While the connectionist approach was initially seen as an alternative to the computational orientation, more recent modeling has revealed the ability of complex connectionist networks to simulate syntactic, representational, and combinatorial cognitive processes (see Smolensky, 1990; Bechtel, 2008)—i.e., those required by the “adapted brain” hypothesis. Such developments are attractive for some researchers as they allow for the assumed computational-representational nature of cognition to remain while accommodating the growing evidence around brain plasticity and dynamism (Chalmers, 1990; Smolensky, 1990; Dennett, 1991; Clark, 1997; on compositionality see van Gelder, 1990). However, others maintain that because the brain's connectivity cannot be separated from its dynamic history of coupling with the body and the environment, living cognition is not best understood as strictly limited to in-the-brain computations and representational content (Varela et al., 1991; Thompson, 2007; Chemero, 2009; Hutto and Myin, 2012).

■ EXERCISE DETAILS ■
Answer these questions about the passage on connectionist networks:
1. Which hypothesis requires syntactic, representational, and combinatorial cognitive processes?
2. Which work does the passage cite on compositionality?
3. According to some researchers, what can the brain's connectivity not be separated from?
The records play no part in this.

■ DATA SECTION ■
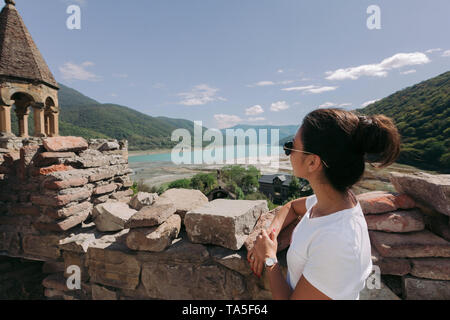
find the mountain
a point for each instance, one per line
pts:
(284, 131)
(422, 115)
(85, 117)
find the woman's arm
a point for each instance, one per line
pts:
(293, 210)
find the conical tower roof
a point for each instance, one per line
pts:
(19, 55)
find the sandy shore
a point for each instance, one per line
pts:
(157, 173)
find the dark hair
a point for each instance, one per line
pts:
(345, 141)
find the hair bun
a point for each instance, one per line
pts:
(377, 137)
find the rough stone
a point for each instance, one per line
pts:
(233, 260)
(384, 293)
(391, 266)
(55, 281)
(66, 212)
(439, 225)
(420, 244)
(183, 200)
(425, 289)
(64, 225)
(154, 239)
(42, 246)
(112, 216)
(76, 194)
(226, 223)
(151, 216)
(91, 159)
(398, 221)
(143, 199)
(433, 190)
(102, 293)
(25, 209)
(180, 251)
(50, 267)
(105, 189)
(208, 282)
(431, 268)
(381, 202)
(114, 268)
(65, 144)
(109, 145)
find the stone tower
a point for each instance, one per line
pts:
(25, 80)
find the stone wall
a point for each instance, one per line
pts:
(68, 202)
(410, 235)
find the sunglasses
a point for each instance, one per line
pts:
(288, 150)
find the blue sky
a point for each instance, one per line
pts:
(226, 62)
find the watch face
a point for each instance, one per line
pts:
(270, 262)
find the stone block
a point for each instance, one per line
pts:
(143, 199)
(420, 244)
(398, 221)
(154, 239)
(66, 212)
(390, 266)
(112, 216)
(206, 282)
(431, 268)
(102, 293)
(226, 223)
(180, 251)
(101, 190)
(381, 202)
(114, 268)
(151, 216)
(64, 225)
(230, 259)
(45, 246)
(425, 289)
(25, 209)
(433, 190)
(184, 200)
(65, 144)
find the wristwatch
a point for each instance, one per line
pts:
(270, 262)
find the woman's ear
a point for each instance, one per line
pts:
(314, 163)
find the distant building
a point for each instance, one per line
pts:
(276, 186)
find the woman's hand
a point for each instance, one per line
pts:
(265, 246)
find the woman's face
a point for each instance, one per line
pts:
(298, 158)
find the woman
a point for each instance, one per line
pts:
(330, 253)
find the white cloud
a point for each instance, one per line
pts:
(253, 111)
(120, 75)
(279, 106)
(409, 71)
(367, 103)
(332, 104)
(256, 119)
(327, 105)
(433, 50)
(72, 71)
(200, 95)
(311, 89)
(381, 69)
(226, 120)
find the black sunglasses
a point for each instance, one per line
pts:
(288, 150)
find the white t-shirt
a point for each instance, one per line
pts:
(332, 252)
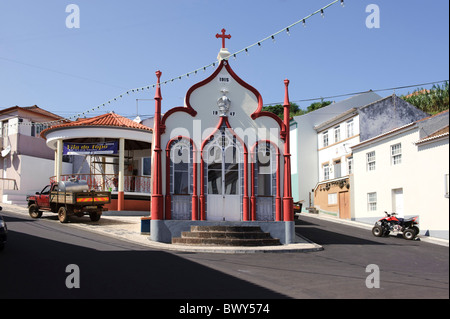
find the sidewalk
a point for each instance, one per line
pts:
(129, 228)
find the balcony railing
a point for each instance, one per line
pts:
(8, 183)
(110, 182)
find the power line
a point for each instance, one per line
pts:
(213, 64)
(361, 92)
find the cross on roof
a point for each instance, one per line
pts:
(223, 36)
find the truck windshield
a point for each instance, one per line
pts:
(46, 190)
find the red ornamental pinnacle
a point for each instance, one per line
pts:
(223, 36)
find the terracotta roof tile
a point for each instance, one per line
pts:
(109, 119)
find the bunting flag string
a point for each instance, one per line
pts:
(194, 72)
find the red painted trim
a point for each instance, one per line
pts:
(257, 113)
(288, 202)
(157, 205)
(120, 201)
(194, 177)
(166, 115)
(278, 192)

---

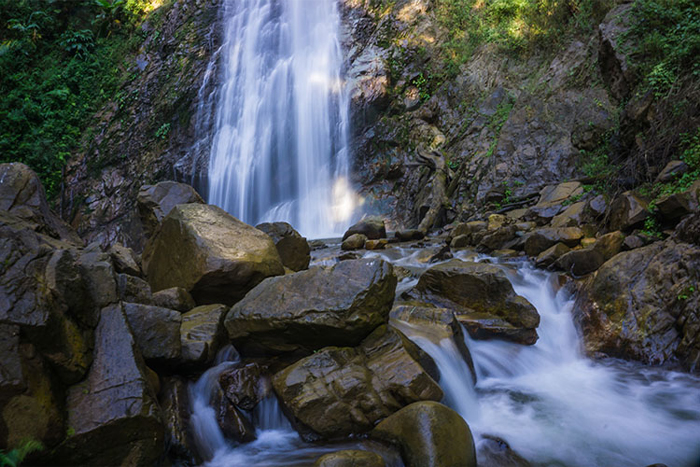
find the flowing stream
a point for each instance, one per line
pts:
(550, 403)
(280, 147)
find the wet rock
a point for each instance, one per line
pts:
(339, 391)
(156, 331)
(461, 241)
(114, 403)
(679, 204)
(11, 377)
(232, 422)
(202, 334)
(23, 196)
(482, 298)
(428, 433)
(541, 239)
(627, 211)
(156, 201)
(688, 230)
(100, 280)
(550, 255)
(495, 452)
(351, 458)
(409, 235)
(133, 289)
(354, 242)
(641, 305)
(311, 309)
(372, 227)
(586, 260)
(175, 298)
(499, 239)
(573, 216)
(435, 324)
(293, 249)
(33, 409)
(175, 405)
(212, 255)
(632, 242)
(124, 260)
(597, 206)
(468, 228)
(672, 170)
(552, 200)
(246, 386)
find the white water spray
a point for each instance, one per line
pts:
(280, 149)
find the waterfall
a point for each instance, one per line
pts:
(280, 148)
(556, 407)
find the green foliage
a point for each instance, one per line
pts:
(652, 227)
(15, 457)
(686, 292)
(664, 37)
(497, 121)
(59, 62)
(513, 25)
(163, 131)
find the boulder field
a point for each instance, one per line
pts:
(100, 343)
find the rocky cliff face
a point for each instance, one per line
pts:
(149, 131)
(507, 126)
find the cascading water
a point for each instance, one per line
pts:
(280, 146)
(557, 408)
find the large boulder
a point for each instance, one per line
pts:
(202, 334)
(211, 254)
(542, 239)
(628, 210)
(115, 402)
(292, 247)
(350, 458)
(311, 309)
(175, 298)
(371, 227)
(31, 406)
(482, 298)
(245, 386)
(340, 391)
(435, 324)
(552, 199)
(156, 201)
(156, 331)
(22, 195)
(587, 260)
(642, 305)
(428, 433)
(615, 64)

■ EXERCISE OUTPUT ■
1. The "adapted brain" hypothesis.
2. van Gelder, 1990.
3. Its dynamic history of coupling with the body and the environment.